═══ Exercise text

It’s the second leading cause of death for Minnesota teens and young adults. Experts say teen suicide is most often associated with diagnosable and treatable mental health or substance abuse problems. However, in order to reach out to young people who may be on the edge, parents, teens, and community members need to know what signs to look for in a troubled teen, need to know what to do to help, and where to turn.
Winona Senior High School will host a special community outreach event on Monday, to help students and community members have a greater understanding of youth suicide—what to look for, what to ask, and how to find resources and support for kids who might be struggling with depression and thoughts of suicide.
According to a Minnesota student survey in 2007, one in four ninth graders in the state attending public schools reported having thoughts about suicide at some point in their lives; one in five reported having intentionally hurt themselves.
Statistics show that many teens struggle with depression and suicidal thoughts—a call to action for every community, every family, and every school. The first thing to do, experts say, is start the conversation about suicide prevention, and Monday’s event will do just that.

══════

About this task
Resume the article on teen suicide prevention, beginning directly after its final sentence.

═══ Raw data

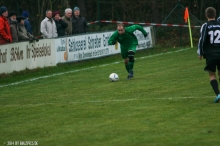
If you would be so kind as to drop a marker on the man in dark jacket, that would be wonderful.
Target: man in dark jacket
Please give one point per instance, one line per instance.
(79, 22)
(27, 24)
(209, 48)
(60, 24)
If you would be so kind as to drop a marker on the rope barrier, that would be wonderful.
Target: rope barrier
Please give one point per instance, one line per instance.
(151, 24)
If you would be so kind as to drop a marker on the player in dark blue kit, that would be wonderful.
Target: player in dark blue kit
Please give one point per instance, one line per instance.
(209, 48)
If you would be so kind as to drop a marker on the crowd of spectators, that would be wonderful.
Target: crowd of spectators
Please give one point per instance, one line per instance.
(15, 28)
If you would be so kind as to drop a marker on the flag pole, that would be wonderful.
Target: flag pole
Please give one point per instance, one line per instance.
(186, 17)
(190, 33)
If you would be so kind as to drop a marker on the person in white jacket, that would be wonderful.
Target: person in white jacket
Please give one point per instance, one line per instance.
(48, 26)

══════

Result below
The “Community Outreach Health Fair and Presentation” will be held on Monday, October 8, at Winona Senior High School. During the Mental Health Fair, from 6:15 p.m. until 7 p.m., families looking for support for kids struggling with grief, loss, chemical issues, thoughts of suicide, or other mental health needs can connect with local resources.
“Anyone is welcome to attend,” said Winona Senior High School Assistant Principal David Anderson.
At 7 p.m., there will be a presentation called “Compassion and Care Following Youth Suicide,” by Bridgette Hensley and Ryan McKelley, licensed psychologists with the University of Wisconsin-La Crosse. The presentation and following discussion will focus on understanding suicide statistics for youth, challenging myths and misconceptions about suicide, understanding warning signs, learning how to talk to children about suicide, and identifying sources of safety and support for those at risk of suicide.